-- BEGIN --
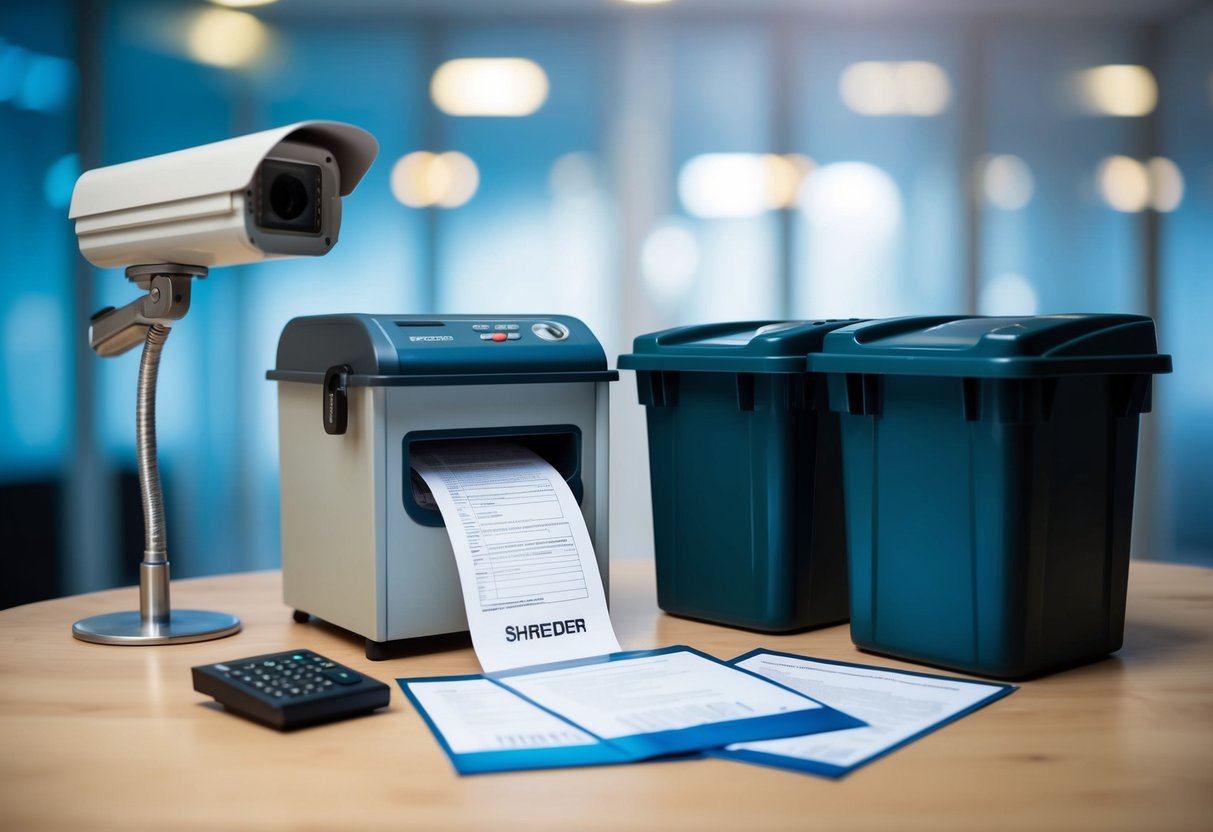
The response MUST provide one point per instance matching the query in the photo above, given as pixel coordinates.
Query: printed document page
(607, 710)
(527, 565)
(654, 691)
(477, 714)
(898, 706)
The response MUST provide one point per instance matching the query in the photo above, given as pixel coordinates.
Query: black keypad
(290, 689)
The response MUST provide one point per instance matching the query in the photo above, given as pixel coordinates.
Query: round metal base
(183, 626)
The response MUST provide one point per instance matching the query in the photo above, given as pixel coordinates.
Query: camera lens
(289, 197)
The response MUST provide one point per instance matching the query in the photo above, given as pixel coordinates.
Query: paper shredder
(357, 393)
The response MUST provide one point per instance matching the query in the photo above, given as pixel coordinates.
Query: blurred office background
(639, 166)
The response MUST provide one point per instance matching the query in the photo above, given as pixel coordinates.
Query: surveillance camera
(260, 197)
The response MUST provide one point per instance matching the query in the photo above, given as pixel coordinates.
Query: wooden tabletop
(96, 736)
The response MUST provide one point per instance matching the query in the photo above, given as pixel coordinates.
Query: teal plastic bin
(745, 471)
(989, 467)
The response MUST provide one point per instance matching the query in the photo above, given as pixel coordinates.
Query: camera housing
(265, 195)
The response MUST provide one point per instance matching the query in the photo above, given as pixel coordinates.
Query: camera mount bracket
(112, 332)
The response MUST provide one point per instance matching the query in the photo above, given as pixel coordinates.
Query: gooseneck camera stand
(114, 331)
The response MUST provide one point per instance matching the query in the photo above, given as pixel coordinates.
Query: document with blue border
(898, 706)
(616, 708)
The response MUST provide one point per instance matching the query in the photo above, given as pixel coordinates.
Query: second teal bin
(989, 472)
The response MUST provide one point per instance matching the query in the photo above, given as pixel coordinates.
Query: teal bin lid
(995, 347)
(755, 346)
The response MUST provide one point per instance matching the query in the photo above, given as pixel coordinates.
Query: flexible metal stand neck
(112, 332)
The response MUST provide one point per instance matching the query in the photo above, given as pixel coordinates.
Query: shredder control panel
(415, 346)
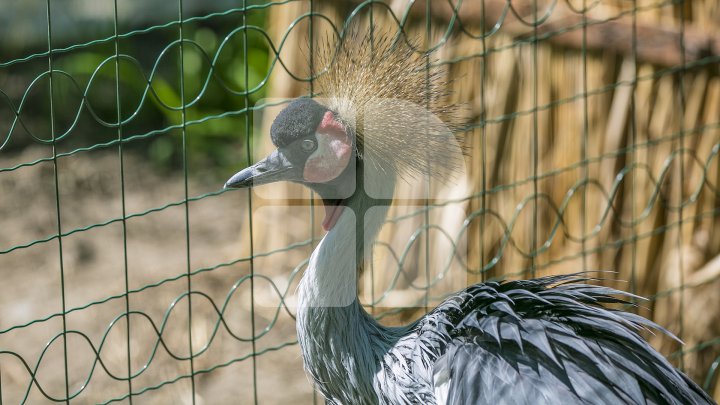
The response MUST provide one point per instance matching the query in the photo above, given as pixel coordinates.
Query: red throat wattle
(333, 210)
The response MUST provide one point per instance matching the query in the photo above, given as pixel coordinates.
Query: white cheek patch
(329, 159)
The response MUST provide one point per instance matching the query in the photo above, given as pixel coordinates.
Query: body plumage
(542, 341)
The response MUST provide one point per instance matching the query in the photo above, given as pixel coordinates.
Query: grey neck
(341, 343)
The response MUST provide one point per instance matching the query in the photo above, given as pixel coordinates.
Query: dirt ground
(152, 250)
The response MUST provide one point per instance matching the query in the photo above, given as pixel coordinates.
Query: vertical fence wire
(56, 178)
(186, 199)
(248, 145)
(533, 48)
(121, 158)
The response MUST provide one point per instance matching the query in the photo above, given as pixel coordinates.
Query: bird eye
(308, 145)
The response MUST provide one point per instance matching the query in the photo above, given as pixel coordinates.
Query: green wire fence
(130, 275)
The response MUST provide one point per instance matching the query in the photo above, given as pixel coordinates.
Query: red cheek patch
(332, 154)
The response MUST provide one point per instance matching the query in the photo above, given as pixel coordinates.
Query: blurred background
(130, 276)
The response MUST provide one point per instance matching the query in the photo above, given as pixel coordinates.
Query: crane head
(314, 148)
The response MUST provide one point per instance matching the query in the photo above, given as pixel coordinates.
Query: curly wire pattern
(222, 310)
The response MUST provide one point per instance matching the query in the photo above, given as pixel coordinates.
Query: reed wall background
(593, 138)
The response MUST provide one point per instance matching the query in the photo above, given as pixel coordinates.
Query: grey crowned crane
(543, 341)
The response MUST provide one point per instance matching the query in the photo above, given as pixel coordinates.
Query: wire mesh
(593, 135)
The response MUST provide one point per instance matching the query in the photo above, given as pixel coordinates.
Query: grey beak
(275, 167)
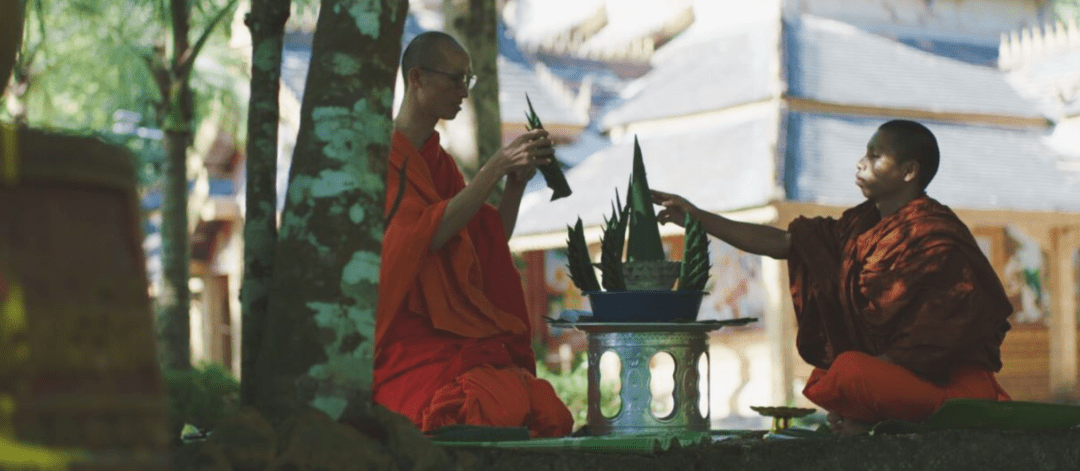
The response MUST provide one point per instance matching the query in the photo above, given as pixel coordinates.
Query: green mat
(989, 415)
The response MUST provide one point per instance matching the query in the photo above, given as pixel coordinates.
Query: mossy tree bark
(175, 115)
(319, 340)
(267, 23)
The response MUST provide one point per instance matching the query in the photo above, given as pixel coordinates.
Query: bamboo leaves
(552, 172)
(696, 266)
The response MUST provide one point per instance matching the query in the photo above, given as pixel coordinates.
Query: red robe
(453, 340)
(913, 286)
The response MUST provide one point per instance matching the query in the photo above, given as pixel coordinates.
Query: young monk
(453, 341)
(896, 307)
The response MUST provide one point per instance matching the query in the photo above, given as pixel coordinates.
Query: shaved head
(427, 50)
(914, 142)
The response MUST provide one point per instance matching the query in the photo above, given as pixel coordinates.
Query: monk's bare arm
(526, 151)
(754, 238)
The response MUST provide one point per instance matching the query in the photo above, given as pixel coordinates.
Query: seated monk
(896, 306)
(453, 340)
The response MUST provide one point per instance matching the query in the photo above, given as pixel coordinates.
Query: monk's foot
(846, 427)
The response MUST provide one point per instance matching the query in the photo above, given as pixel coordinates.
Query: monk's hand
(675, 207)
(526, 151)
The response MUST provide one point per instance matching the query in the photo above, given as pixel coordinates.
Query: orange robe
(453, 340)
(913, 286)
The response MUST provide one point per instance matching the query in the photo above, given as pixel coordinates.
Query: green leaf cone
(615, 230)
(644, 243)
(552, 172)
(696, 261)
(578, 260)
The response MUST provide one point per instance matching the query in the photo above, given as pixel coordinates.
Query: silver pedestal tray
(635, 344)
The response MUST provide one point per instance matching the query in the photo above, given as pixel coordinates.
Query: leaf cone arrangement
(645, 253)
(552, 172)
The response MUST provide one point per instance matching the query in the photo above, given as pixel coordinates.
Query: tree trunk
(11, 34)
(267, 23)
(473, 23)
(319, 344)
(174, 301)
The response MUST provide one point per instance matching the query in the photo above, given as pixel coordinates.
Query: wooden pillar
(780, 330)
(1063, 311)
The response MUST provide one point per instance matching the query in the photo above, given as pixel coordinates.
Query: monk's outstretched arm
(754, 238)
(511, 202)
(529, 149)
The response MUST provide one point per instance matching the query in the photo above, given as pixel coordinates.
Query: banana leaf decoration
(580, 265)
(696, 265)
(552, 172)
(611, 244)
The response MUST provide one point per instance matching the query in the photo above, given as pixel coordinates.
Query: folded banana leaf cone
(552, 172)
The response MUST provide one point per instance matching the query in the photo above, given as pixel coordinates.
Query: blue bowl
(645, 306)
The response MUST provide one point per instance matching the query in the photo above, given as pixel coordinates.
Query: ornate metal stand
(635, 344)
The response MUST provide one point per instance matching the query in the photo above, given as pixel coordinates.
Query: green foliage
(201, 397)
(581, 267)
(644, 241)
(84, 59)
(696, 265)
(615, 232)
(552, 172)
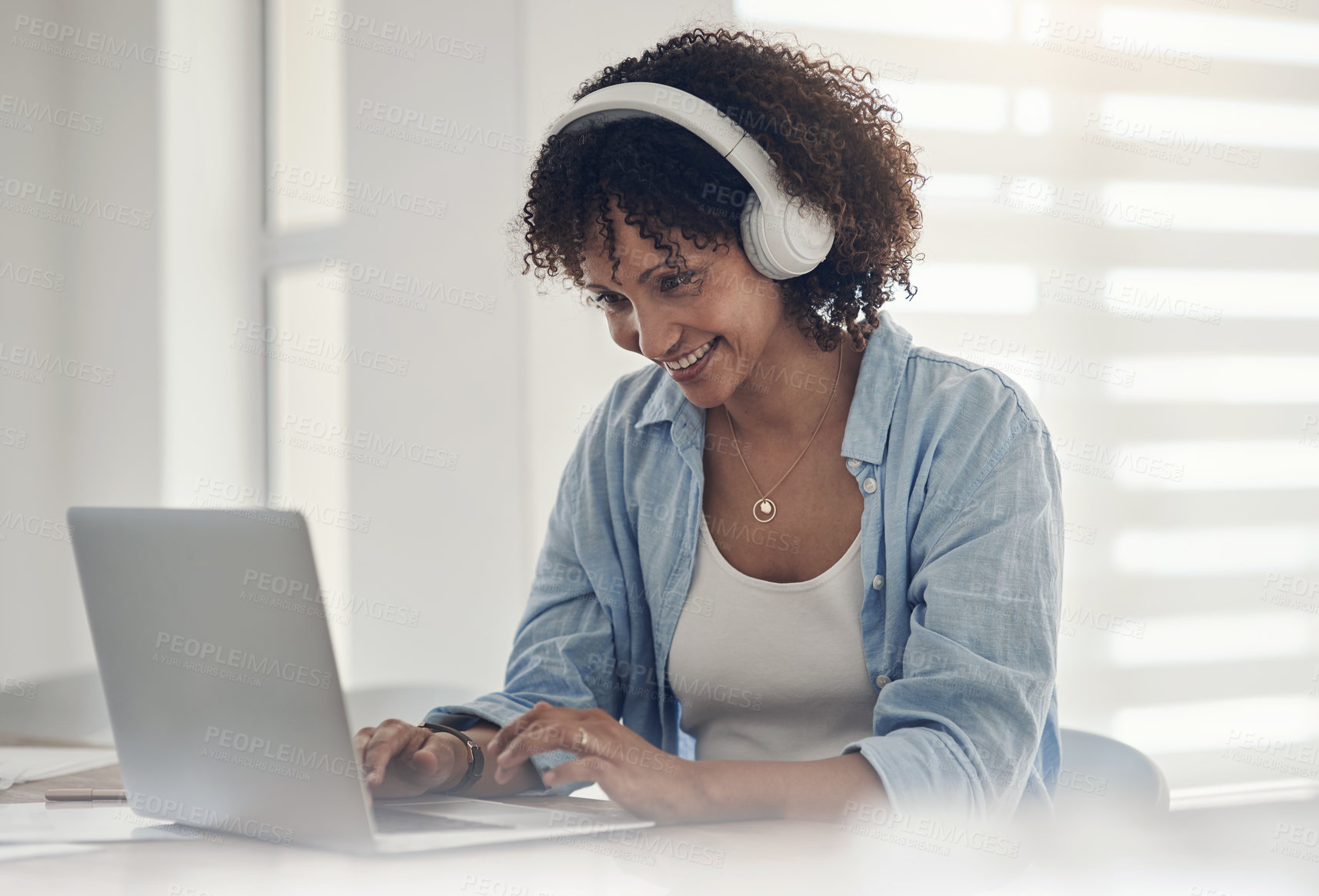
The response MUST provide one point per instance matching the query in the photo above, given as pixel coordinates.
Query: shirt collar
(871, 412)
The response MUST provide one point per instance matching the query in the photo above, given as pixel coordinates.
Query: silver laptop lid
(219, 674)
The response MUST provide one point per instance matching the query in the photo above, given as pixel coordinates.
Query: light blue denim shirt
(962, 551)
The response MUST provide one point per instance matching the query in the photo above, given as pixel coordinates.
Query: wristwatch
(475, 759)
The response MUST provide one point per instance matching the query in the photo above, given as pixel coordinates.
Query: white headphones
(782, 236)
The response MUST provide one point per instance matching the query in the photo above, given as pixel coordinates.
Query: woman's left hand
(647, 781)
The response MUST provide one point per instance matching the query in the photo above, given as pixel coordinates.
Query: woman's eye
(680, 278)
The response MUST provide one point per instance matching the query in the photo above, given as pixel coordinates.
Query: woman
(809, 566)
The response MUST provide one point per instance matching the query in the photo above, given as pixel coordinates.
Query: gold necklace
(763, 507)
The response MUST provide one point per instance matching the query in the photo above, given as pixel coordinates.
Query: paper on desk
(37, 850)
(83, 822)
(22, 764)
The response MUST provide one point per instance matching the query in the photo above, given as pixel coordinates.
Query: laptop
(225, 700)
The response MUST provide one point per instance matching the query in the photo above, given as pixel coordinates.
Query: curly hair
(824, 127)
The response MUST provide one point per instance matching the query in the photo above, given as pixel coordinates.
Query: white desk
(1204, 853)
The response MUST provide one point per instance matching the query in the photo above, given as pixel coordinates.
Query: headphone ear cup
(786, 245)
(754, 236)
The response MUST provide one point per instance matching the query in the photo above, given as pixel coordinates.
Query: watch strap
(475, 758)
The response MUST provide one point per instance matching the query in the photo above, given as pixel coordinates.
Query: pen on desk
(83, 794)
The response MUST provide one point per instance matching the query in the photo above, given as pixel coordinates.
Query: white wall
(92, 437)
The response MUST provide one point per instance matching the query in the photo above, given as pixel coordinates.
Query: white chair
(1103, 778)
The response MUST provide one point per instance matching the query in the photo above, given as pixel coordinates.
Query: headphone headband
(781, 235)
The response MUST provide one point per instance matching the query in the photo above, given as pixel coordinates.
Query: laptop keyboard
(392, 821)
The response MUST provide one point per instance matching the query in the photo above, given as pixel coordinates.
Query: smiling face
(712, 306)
-- END --
## [To do]
Pull out each line of the material above that contains the word "wire" and copy it in full.

## [Result of this exercise]
Query: vertical fence wire
Query: green wire fence
Query: curly wire pattern
Query: wire mesh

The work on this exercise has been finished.